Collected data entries
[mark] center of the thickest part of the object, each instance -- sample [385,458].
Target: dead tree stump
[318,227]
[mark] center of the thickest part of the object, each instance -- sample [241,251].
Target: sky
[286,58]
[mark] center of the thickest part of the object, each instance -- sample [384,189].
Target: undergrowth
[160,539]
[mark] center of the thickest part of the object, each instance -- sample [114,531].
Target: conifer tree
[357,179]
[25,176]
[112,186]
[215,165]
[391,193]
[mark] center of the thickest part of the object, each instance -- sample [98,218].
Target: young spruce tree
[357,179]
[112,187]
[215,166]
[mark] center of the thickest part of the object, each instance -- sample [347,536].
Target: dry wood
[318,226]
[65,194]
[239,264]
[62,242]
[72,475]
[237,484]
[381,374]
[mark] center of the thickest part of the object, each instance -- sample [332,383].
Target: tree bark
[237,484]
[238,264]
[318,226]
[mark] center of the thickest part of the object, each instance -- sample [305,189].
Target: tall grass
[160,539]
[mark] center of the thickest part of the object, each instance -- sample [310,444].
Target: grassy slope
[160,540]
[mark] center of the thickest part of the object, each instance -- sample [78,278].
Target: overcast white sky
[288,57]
* * *
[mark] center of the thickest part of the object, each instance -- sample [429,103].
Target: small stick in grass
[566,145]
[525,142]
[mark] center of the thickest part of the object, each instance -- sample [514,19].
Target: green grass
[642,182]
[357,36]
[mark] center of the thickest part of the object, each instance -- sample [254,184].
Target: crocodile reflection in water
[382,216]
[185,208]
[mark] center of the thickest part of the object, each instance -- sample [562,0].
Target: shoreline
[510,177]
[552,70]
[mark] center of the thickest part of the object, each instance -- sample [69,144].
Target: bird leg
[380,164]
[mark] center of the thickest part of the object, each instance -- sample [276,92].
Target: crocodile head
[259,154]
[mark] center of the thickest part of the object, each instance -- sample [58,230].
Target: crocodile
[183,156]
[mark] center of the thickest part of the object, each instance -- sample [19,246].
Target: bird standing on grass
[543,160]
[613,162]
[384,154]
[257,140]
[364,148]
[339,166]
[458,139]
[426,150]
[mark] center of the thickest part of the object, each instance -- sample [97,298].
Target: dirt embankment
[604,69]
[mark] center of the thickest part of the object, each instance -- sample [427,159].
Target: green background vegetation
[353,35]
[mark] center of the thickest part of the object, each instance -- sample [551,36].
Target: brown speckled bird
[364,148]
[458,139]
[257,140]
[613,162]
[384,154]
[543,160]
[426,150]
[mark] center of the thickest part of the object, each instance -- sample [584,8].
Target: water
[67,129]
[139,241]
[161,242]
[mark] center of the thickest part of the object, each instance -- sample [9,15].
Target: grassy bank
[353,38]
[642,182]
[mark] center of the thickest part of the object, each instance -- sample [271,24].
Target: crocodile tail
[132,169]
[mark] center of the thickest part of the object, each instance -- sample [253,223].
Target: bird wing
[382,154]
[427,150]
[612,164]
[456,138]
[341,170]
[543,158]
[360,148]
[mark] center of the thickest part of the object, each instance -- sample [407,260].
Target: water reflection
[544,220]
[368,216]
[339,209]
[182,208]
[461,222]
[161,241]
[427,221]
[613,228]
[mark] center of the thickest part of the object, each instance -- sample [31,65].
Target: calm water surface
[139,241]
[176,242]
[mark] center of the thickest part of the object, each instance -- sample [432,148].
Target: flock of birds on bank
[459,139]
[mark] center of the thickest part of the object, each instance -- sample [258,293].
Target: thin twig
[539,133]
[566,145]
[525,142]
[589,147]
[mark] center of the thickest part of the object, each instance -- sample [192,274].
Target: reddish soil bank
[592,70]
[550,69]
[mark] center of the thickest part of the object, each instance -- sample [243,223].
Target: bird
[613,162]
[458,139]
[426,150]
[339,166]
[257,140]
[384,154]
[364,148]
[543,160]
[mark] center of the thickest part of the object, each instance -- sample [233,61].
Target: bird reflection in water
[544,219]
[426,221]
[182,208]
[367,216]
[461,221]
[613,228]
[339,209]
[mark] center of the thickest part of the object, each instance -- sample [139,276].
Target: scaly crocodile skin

## What is being asked
Present the part of the listing that opens with the line containing "-- sample [233,61]." and closes with the line containing "Target: scaly crocodile skin" as a numbered list, one line per item, with both end lines included and blank lines omitted.

## Completed exercise
1. [mark] center of the thickest part of the object, each instance -- sample [233,61].
2. Target: bird reflection in water
3. [544,219]
4. [426,221]
5. [182,208]
6. [367,216]
7. [461,221]
8. [613,228]
9. [339,209]
10. [mark] center of the thickest part of the object, each instance -- sample [139,276].
11. Target: scaly crocodile skin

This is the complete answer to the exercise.